▶ _Task goal_:
Start with the line containing "Give one point for each instance of the wooden beam" and write out each line through the end of the listing, exactly as given.

————

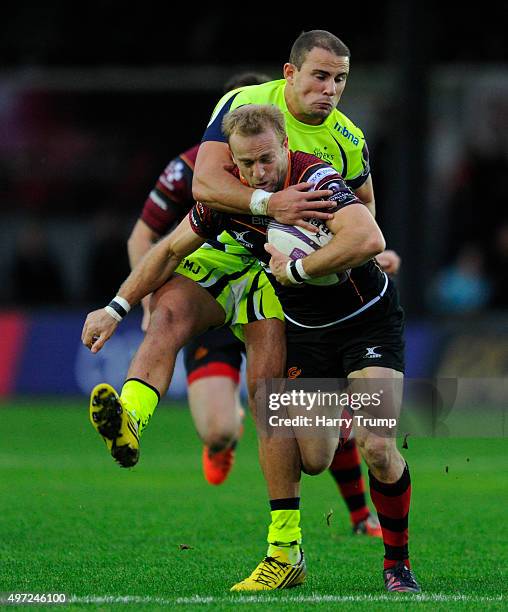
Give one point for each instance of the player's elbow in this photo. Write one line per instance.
(374, 243)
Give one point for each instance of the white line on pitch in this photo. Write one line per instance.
(247, 599)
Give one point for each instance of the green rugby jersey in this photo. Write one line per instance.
(337, 141)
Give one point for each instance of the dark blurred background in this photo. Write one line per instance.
(95, 99)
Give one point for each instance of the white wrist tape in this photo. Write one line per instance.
(259, 202)
(118, 308)
(290, 275)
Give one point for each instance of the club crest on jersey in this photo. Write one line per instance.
(371, 353)
(316, 176)
(172, 174)
(327, 157)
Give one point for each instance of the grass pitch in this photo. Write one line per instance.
(158, 536)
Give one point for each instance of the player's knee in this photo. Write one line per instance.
(315, 462)
(165, 326)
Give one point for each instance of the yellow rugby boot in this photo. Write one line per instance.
(114, 423)
(274, 573)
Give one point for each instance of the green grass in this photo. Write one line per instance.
(73, 522)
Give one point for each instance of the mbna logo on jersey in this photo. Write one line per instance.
(342, 129)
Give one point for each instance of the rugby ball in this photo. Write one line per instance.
(297, 242)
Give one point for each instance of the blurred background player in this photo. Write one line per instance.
(212, 360)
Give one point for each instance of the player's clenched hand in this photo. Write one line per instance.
(295, 204)
(98, 328)
(389, 261)
(278, 263)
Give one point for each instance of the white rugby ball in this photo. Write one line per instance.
(297, 242)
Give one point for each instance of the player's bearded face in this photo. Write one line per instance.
(315, 90)
(261, 159)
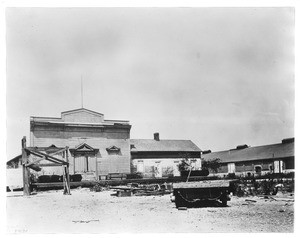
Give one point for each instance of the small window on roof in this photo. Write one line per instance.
(113, 150)
(257, 169)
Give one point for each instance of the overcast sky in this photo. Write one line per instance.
(217, 76)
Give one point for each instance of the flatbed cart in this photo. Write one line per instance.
(189, 194)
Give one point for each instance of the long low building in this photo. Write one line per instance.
(258, 160)
(98, 147)
(160, 158)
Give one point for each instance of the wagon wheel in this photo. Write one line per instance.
(179, 201)
(224, 202)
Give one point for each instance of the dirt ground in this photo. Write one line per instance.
(99, 212)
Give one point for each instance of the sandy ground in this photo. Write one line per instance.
(90, 212)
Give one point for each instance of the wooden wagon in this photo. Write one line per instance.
(187, 194)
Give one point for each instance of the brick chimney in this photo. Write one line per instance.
(156, 136)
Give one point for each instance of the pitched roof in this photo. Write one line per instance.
(139, 145)
(281, 150)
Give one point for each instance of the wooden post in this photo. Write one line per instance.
(26, 171)
(68, 172)
(97, 175)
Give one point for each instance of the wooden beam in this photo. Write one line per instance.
(53, 158)
(50, 165)
(34, 162)
(46, 157)
(26, 171)
(59, 151)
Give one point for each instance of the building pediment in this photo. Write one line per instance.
(113, 149)
(83, 149)
(82, 115)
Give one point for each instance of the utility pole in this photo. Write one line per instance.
(26, 171)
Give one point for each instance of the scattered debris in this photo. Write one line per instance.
(135, 189)
(250, 200)
(182, 208)
(87, 221)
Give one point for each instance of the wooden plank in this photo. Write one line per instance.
(39, 154)
(34, 162)
(48, 157)
(50, 165)
(203, 184)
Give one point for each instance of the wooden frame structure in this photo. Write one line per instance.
(33, 165)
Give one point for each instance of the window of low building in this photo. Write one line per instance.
(257, 169)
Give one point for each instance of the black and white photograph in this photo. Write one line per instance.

————

▶ _Completed task_:
Give one point for each instance of the wooden beam in this photo. Write one line per instance.
(53, 158)
(50, 165)
(34, 162)
(46, 157)
(26, 171)
(59, 151)
Give one point for each instance of the building pediment in this photo. Write one line per instance.
(113, 149)
(83, 149)
(82, 115)
Give one point for each instance of the utility pole in this photo. Write one line per instance.
(26, 171)
Give one point for each instance of the scattered debris in this photo. Write one line per instance.
(135, 189)
(250, 200)
(182, 208)
(87, 221)
Give one point for each instance of the wooden plank in this photo. Write one line per instance.
(39, 154)
(34, 162)
(48, 157)
(50, 165)
(203, 184)
Give one point for each instance of the wooden frame structure in this photo. Write one line per instance.
(33, 165)
Give one point for each instance of the window of low building in this photo. Write one line per instance.
(257, 169)
Give one point for each instance of the black and white photograph in this photo. Write one line per instance.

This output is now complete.